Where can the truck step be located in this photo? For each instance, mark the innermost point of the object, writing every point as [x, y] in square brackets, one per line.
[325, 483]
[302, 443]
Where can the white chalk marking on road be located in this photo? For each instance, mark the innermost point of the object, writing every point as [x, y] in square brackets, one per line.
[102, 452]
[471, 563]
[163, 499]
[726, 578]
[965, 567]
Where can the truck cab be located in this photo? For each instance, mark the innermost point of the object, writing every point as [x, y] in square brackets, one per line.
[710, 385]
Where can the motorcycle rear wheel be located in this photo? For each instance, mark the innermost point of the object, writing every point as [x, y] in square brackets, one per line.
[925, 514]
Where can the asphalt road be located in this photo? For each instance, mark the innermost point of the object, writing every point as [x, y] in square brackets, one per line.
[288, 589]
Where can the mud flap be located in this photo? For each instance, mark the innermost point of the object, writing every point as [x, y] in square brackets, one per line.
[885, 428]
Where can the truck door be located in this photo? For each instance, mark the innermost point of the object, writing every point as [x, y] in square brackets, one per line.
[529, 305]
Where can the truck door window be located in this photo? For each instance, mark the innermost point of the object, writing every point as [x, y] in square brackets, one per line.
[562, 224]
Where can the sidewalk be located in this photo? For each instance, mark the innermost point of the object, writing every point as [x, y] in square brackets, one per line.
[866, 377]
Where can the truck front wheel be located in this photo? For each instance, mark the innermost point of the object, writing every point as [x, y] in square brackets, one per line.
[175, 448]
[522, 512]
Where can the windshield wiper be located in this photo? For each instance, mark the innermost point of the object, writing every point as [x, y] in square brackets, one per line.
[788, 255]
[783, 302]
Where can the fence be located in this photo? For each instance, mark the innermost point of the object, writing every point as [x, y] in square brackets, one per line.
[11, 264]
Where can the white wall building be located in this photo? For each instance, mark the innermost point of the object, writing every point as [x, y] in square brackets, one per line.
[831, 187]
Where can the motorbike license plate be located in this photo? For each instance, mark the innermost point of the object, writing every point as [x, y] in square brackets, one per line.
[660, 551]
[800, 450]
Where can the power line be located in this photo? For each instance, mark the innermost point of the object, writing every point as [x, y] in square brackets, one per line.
....................
> **WORK INSTRUCTION**: Beginning with the line that contains "Where can the sidewalk", return every line through the end of the data above, exactly as written.

> **RESPONSE TO THE TASK**:
Where can the sidewalk be located in this photo? For each instance, mark the innermost point of the object, writing every point as [x, y] in square brackets, one per line.
[866, 377]
Where can the truck front wheel be located in this photo? For each instance, mark the innermost point of the object, writing every point as [x, y] in square brackets, one per line.
[175, 448]
[522, 512]
Where can the windshield wiper be located in this photo? For each instance, mark the innermost point of the object, writing every point as [x, y] in square brackets, one per line.
[788, 255]
[783, 302]
Where can the fence be located in this photo? For each instance, mark the innermost point of the object, writing every point as [x, y] in square brackets, one per line.
[11, 264]
Where can the white wall building be located in this photo? For each instance, mark the innermost point of the object, writing every point as [x, y] in square brackets, one per line.
[831, 187]
Where can the motorbike license plate be located in this photo? For each instance, mark the innermost point of the object, writing every point as [x, y] in square brackets, one per line.
[660, 551]
[800, 450]
Where can the power line be located in this photo? For each instance, mark the innermost point of the object, writing every point as [x, y] in square brackets, one per line.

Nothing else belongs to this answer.